TASK GOAL | Give the count of lines in the entries below that contain the string "grass", and only that count.

[[ DATA FOR THE TASK open ]]

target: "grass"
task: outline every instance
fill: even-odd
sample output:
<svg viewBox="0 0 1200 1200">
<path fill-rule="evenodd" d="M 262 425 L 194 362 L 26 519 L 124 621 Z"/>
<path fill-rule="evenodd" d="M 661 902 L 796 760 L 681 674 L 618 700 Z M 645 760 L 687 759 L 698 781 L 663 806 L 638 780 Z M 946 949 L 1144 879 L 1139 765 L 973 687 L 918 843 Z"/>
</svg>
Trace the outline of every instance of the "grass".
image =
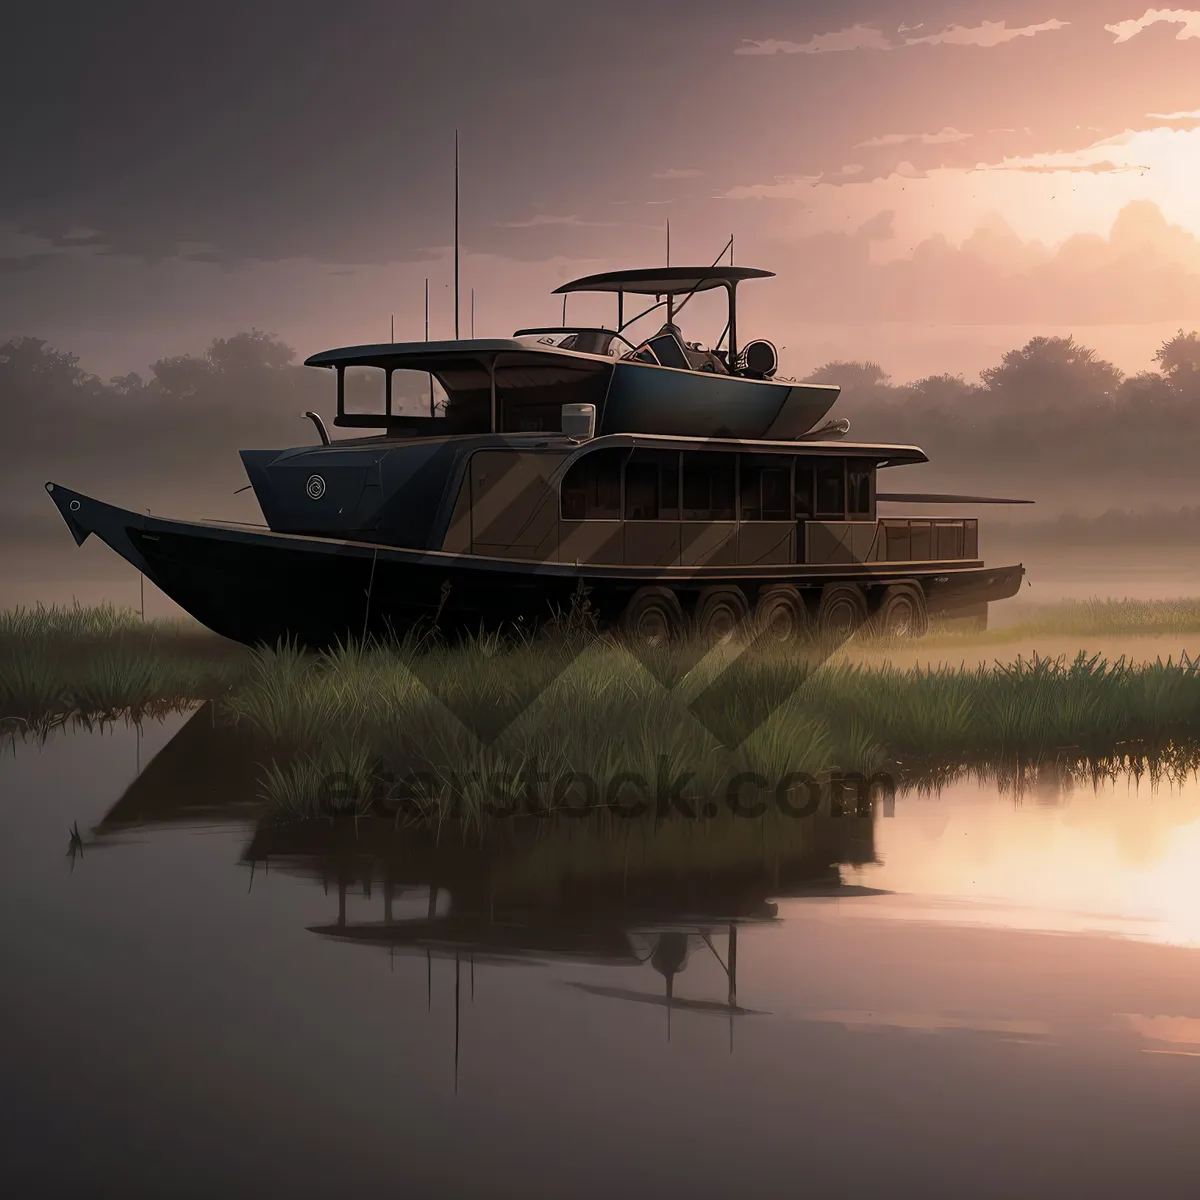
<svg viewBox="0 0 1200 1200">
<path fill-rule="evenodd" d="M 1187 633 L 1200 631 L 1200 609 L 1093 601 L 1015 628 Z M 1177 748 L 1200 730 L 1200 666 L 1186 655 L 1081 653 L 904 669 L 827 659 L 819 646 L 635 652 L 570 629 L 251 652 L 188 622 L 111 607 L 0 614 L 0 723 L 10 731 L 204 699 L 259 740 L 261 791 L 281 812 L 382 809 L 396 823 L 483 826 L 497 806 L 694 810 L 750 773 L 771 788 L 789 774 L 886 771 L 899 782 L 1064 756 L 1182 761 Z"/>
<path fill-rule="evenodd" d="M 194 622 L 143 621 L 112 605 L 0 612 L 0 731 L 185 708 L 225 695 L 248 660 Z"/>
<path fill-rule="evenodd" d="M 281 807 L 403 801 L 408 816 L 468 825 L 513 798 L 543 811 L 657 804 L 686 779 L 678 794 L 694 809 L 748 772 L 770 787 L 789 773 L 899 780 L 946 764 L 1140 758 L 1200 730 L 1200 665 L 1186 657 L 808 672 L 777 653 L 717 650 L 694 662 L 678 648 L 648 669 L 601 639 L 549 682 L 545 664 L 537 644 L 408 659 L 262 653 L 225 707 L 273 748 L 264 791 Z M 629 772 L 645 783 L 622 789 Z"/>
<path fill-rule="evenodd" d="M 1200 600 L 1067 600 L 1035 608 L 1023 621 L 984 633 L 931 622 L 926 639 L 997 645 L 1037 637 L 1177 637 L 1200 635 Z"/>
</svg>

[[ DATA FOR THE TASK closed ]]
[[ DATA FOR THE TASK open ]]

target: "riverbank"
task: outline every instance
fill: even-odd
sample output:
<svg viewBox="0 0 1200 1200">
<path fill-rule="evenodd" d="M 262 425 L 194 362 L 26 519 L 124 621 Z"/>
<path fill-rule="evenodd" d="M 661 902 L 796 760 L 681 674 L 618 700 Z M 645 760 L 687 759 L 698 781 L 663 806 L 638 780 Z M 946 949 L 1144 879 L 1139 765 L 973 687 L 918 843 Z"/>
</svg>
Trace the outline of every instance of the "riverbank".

[[ DATA FOR THE TASK closed ]]
[[ DATA FOR THE TASK open ]]

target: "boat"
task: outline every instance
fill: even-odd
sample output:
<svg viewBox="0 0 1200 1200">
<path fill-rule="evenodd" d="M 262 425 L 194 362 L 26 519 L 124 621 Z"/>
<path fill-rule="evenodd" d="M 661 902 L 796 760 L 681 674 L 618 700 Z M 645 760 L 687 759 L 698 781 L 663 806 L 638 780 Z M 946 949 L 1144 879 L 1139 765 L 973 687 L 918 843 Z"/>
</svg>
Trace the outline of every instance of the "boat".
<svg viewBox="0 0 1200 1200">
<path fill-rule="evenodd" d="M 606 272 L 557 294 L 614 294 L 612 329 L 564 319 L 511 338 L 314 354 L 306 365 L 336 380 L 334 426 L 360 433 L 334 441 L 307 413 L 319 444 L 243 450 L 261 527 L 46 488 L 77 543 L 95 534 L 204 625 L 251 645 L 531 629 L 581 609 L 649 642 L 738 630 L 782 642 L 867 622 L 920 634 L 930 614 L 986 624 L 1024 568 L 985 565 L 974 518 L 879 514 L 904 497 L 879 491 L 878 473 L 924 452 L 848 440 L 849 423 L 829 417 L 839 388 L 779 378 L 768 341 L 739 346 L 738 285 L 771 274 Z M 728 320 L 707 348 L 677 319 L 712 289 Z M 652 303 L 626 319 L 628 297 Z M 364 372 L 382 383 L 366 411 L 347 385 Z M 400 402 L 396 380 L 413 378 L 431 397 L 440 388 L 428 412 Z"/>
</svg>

[[ DATA FOR THE TASK closed ]]

PROBLEM SOLUTION | 2